TASK TO COMPLETE: Render this sentence from the piece on health research data below into Spanish: "The data originating from research projects is becoming as important as the answers those research projects are providing."

SOURCE DOCUMENT:

+ + +

In the movie The Graduate, Benjamin receives one word, whispered in hushed tones, as guidance to a successful future: “plastics.” Today, the National Library of Medicine, and the NIH as a whole, would whisper “data.”
The future of health and health care rests on data—genomic data, environmental sensor-generated data, electronic health records data, patient-generated data, research collected data.
Why is data worth our attention now? Because data generated in one research project could be analyzed by others and help grow knowledge more quickly.
The data originating from research projects is becoming as important as the answers those research projects are providing. Various kinds of data originate from research, including genomic assays, responses to surveys, and environmental assessments of air quality and temperature. Making sure these data are effectively used in the original study is the responsibility of the investigators. But who will make sure that relevant parts of these very complex and expensive-to-generate data will remain available for use by other investigators? And maybe even more important, who will pay for making those data discoverable, secure, available, and actionable?

+ + +

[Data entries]

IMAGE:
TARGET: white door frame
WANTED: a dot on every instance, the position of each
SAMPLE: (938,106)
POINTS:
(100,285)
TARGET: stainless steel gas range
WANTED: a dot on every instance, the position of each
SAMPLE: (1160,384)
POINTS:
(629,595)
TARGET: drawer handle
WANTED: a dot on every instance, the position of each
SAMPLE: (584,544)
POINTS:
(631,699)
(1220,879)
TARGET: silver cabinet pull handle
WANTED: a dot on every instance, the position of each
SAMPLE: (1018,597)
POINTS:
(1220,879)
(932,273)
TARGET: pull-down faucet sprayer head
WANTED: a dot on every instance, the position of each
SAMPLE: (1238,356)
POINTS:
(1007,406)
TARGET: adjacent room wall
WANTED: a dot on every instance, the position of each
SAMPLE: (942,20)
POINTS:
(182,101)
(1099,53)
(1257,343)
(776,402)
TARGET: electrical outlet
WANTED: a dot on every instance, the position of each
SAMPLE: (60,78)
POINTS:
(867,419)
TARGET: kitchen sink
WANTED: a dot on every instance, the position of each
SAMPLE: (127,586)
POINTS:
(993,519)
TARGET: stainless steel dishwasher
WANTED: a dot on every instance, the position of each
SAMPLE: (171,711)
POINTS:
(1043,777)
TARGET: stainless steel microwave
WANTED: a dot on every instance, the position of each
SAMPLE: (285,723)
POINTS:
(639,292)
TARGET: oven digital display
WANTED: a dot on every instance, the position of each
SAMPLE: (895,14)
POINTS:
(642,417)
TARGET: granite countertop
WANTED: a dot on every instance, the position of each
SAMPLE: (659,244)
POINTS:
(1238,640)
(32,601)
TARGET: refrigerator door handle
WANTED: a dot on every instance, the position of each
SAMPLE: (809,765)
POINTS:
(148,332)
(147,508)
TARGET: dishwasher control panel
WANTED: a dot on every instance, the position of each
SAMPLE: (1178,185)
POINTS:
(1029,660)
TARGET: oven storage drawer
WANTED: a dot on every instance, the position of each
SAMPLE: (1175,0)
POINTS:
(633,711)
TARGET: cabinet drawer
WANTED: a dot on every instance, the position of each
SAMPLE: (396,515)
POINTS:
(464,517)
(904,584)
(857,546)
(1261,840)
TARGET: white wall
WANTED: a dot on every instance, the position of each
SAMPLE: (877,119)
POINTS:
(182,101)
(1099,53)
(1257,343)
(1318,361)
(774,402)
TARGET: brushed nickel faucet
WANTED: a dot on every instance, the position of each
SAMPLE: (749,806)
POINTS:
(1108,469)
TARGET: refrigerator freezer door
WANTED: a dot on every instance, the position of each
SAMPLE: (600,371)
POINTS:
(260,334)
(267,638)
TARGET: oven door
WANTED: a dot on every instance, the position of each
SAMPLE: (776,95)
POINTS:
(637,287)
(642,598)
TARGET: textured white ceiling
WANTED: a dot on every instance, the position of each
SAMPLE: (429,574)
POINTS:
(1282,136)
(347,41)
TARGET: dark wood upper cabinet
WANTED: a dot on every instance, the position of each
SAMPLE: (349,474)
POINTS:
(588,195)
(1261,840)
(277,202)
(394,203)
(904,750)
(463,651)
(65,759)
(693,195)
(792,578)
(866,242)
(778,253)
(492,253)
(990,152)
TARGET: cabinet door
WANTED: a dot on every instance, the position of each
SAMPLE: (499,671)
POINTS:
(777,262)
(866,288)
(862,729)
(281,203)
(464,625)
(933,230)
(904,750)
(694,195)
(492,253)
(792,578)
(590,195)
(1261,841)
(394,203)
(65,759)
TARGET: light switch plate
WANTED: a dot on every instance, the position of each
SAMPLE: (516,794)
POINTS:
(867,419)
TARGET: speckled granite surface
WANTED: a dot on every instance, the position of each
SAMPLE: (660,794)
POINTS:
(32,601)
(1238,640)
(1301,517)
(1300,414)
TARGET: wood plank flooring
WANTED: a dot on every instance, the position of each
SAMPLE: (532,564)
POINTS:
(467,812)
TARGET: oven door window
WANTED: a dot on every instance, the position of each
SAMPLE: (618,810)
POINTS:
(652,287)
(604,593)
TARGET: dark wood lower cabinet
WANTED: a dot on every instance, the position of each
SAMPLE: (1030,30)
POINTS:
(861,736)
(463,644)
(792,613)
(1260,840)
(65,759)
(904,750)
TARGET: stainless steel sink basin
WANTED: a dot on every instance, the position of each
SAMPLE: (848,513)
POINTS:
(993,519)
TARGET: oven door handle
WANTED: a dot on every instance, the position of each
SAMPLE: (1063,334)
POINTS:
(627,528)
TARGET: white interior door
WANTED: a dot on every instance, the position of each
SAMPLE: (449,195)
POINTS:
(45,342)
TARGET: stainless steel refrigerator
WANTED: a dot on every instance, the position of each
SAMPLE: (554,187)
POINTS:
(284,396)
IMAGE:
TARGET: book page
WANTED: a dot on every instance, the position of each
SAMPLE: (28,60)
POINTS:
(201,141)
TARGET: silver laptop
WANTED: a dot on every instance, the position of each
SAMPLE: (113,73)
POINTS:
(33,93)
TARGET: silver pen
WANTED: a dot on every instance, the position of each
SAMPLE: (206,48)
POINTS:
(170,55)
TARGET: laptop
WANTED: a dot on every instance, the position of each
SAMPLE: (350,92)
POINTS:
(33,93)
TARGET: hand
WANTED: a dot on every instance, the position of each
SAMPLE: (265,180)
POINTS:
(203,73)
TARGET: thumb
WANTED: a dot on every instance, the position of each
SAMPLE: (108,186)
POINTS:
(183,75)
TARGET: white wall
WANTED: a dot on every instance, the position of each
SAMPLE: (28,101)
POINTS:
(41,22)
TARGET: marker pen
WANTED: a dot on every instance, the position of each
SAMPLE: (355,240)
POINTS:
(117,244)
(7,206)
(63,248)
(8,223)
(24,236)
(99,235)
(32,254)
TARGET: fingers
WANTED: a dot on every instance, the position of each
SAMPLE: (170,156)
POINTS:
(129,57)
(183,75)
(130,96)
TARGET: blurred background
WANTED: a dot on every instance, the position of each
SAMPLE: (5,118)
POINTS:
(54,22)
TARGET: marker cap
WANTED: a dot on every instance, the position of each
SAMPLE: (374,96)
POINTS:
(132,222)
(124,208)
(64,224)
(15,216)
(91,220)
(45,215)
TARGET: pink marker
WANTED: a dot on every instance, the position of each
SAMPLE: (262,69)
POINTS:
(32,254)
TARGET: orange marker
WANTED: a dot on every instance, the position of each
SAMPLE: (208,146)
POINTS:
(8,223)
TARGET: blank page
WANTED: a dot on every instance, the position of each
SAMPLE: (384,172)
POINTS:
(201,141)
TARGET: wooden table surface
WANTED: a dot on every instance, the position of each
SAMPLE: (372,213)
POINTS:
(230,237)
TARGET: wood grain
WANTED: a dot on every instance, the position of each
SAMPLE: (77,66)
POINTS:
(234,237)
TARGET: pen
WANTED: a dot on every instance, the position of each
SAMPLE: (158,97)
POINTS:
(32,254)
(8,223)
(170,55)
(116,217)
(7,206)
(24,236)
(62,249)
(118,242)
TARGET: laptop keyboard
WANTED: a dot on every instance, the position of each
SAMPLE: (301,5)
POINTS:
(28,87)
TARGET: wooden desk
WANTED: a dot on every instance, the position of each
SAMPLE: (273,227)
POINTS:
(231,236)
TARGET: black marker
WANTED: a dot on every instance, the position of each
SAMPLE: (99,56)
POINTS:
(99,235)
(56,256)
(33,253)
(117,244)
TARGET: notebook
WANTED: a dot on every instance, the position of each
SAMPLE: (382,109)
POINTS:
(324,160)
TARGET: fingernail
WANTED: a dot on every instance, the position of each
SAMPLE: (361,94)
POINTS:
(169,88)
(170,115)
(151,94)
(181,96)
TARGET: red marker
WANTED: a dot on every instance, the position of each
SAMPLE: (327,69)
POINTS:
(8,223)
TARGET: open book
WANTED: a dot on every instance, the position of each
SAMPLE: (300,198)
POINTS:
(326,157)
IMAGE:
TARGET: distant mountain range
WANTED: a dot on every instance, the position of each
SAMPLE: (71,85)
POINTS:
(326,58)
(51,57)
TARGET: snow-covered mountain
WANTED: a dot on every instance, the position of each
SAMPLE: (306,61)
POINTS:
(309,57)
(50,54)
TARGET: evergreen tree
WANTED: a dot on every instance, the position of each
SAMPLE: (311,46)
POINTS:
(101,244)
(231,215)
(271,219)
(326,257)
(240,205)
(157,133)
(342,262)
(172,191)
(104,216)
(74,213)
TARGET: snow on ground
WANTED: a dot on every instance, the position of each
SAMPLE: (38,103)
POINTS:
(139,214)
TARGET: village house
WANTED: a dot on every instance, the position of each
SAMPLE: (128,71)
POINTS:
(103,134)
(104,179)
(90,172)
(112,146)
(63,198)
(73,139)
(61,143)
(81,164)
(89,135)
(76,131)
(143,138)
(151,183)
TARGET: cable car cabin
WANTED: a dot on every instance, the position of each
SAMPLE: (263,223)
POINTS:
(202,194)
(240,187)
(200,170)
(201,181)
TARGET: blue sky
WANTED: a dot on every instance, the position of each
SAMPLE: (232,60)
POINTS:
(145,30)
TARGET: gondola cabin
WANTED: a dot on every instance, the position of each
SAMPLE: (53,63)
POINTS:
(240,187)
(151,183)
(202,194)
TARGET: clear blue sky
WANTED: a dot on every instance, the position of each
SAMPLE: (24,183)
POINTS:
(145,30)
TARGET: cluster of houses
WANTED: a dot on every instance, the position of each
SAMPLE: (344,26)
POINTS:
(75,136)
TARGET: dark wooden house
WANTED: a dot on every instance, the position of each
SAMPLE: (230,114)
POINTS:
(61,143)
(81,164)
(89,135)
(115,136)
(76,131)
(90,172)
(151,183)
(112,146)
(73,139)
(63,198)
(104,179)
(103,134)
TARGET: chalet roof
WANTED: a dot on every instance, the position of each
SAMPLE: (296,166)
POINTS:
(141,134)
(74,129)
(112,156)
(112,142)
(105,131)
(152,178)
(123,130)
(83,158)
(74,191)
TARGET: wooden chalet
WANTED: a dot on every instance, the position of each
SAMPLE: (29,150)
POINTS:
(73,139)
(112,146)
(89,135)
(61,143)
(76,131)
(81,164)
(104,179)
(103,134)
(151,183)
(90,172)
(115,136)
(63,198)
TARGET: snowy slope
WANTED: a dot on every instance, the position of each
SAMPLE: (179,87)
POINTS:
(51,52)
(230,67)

+ + +

OUTPUT FOR THIS TASK: Los datos que provienen de los proyectos de investigación se están volviendo tan importantes como las respuestas que esos proyectos de investigación aportan.